Exercise data:
- Opening Delimiter -

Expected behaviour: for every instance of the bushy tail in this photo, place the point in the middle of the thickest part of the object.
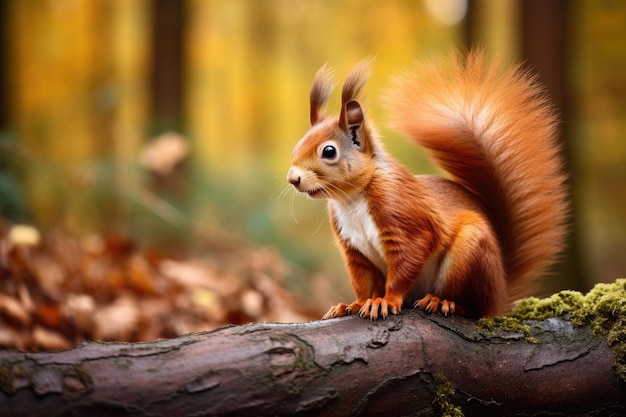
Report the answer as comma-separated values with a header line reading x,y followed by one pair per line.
x,y
495,133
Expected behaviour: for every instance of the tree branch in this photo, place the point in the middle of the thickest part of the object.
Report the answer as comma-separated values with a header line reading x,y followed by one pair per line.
x,y
348,367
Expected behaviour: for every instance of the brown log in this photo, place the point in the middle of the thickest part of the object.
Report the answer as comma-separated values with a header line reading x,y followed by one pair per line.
x,y
340,367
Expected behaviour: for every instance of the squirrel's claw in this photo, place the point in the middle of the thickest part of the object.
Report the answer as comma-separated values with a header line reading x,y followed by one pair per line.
x,y
432,304
341,310
372,308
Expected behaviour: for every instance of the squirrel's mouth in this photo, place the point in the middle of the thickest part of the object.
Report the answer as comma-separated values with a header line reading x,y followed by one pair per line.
x,y
314,193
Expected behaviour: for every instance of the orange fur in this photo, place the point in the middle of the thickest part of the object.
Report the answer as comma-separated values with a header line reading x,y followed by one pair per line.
x,y
468,245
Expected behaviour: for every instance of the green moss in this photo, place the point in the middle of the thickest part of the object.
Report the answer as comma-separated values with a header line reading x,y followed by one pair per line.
x,y
603,308
442,405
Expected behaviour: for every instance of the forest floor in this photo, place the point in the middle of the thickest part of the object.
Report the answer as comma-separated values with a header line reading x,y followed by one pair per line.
x,y
57,291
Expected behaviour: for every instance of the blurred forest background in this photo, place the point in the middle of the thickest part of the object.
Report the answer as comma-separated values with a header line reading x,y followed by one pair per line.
x,y
157,134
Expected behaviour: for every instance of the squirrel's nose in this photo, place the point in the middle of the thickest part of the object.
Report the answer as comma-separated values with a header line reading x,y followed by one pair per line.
x,y
293,176
295,180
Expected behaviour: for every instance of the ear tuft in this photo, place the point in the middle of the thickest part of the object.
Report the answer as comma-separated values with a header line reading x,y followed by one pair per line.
x,y
352,87
320,91
354,114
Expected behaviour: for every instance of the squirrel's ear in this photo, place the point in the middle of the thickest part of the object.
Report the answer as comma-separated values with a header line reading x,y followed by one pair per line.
x,y
353,121
320,90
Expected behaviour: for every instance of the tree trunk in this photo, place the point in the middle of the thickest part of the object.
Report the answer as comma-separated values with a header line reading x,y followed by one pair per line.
x,y
341,367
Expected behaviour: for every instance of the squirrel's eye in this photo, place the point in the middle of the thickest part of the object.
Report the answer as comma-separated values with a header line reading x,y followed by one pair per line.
x,y
329,152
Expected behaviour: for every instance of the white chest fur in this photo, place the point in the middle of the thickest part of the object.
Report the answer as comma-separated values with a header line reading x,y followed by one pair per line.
x,y
358,229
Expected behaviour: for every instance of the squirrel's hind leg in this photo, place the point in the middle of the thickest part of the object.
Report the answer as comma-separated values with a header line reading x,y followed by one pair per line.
x,y
470,279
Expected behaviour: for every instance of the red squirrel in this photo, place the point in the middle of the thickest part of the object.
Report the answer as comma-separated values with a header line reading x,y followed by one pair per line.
x,y
469,244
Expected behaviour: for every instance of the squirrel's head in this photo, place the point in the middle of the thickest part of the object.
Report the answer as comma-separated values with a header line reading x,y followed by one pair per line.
x,y
335,158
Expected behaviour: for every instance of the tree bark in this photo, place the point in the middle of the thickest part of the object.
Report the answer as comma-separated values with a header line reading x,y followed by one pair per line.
x,y
340,367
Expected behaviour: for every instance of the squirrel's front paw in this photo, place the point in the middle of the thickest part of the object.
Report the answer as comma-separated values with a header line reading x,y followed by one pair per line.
x,y
339,310
432,304
372,308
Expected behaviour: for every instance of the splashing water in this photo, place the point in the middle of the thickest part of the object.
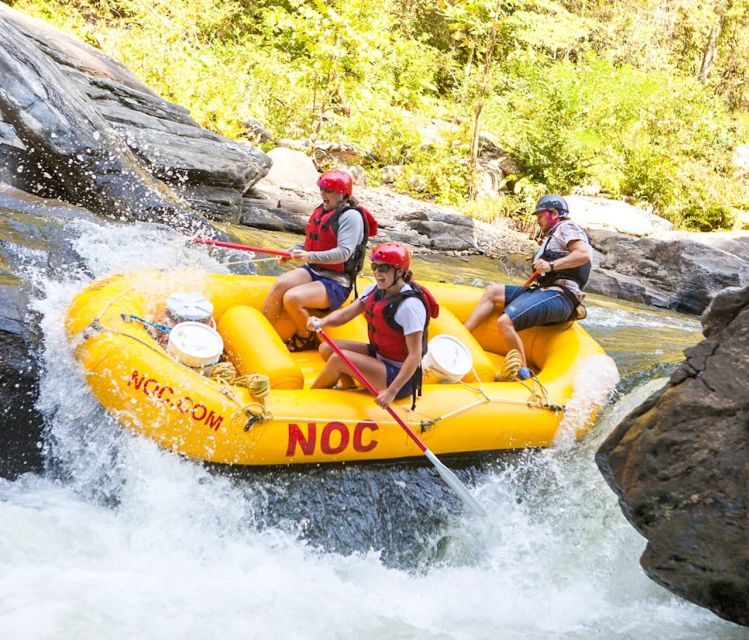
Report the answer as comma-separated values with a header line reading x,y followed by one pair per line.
x,y
121,540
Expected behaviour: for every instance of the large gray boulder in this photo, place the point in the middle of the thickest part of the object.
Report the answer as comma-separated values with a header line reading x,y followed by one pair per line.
x,y
680,466
674,270
94,129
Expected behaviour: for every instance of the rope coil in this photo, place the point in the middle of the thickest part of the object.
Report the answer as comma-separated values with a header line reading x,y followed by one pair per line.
x,y
258,384
539,398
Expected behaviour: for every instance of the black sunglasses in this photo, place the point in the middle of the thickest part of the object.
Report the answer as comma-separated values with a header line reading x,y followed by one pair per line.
x,y
381,266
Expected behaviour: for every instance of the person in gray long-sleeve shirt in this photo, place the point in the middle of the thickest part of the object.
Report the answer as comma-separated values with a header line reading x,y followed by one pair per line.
x,y
331,256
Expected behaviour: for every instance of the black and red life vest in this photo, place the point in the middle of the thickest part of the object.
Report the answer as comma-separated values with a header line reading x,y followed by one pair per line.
x,y
385,334
578,274
322,234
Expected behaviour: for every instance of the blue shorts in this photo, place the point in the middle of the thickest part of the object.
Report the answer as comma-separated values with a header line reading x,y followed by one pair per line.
x,y
337,293
532,308
391,371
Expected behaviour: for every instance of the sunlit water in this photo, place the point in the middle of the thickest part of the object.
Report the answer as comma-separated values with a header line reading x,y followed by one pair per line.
x,y
120,540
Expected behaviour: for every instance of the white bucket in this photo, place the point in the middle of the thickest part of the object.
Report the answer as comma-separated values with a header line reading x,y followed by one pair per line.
x,y
447,358
189,306
195,344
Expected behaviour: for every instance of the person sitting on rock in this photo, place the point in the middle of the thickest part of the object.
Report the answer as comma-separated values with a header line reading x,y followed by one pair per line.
x,y
562,267
333,254
397,312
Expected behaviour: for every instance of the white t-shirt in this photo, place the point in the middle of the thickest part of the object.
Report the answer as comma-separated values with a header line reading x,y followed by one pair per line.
x,y
566,231
410,314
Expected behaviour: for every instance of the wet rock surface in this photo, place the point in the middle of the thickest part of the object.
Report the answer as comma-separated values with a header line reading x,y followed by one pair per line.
x,y
680,466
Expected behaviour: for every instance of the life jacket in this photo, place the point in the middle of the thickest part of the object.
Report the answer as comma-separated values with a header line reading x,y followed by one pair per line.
x,y
386,335
579,274
322,234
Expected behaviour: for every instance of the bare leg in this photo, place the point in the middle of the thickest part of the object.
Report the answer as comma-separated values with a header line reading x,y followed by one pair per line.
x,y
494,294
273,305
507,329
372,368
347,381
296,301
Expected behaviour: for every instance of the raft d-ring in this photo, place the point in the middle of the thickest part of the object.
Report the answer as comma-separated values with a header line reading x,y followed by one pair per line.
x,y
251,422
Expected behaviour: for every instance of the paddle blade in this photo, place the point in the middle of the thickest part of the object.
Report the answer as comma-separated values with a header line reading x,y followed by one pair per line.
x,y
455,484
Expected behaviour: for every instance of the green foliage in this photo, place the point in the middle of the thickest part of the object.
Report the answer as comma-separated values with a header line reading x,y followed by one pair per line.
x,y
581,92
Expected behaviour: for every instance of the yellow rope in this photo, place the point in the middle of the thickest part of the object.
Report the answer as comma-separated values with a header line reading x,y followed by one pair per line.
x,y
513,362
257,384
539,398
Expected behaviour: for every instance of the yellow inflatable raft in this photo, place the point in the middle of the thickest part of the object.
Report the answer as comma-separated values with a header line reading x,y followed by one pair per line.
x,y
145,388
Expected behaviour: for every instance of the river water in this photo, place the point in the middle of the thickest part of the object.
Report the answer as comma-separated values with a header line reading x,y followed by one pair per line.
x,y
120,540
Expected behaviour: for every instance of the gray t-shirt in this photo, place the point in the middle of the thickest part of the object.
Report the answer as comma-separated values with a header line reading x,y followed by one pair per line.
x,y
565,231
410,314
350,235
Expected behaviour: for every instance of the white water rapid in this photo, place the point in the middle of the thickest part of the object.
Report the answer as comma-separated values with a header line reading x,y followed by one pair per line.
x,y
120,540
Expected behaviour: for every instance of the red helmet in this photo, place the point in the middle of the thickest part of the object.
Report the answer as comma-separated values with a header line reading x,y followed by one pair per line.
x,y
336,180
393,253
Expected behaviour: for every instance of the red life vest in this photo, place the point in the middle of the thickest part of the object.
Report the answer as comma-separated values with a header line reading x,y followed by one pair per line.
x,y
385,334
322,234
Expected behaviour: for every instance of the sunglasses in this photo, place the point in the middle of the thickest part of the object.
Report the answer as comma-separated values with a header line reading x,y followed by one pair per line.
x,y
381,266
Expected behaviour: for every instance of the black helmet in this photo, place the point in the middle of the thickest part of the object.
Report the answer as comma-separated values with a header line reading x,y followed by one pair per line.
x,y
551,201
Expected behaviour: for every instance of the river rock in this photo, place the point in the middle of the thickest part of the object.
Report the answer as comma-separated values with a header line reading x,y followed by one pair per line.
x,y
615,215
147,135
291,168
679,464
674,270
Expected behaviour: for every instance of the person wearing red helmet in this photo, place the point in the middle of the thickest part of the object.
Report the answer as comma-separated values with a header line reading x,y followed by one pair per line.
x,y
562,266
332,255
397,312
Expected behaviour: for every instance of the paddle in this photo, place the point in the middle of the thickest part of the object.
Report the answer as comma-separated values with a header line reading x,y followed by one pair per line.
x,y
527,283
241,247
448,476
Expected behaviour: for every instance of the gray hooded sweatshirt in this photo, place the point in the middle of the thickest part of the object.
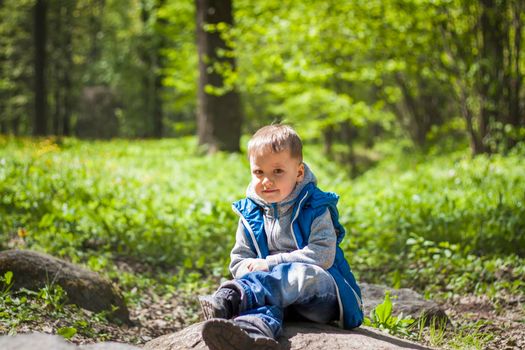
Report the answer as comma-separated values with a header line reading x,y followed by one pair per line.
x,y
321,246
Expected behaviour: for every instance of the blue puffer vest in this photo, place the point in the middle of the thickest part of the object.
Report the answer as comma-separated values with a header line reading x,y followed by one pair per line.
x,y
311,203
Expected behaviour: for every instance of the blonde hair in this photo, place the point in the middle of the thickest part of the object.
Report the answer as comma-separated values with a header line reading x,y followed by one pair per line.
x,y
276,138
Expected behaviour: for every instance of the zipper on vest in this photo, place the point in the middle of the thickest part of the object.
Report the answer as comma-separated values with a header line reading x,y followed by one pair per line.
x,y
248,227
295,217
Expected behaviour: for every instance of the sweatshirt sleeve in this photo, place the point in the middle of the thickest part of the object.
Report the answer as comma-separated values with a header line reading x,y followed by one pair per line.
x,y
320,249
241,253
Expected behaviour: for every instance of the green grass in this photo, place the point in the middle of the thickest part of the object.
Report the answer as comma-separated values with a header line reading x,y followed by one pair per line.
x,y
442,224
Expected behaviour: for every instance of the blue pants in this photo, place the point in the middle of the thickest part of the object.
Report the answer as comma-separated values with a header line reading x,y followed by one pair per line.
x,y
307,288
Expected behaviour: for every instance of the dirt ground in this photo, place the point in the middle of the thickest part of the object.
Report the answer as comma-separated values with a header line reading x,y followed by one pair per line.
x,y
503,325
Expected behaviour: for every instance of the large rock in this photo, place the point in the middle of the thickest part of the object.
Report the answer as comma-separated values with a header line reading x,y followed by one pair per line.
x,y
39,341
84,288
296,336
405,301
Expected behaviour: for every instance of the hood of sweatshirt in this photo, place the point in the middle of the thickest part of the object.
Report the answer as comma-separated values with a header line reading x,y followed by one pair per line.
x,y
285,206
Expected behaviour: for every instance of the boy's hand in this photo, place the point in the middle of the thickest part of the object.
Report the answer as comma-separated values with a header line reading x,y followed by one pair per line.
x,y
258,265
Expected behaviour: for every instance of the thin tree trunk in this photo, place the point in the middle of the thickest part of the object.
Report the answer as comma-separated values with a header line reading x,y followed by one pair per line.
x,y
218,117
492,69
68,67
40,38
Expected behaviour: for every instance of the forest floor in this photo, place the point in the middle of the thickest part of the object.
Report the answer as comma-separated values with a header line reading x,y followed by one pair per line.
x,y
477,323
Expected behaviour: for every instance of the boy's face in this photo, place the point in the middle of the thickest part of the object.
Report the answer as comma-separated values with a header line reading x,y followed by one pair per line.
x,y
274,175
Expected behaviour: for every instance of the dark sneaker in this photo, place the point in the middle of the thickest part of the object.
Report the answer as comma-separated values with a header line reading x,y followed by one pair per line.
x,y
223,304
221,334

- Closing Delimiter -

Brief:
Reproduce, without alteration and without pictures, only those lines that lie between the first line of the entries above and the line containing "Expected behaviour: for every instance of the brown", both of them included.

Answer to the problem:
Expected behaviour: for every instance of the bushy tail in this photo, place the point in the middle of the thickest part of the object.
Report the answer as comma-separated values with a header line reading x,y followed by one pair per line.
x,y
495,133
Expected behaviour: for every instance of the tree branch in this photo, place the point in the middle of the thickest part of the object.
Report the answer as comma-separated values with a header line reading x,y followed by one pair per line.
x,y
348,367
Expected behaviour: for every instance of the brown log in this photo, place the point in the middle of the thickest part of the object.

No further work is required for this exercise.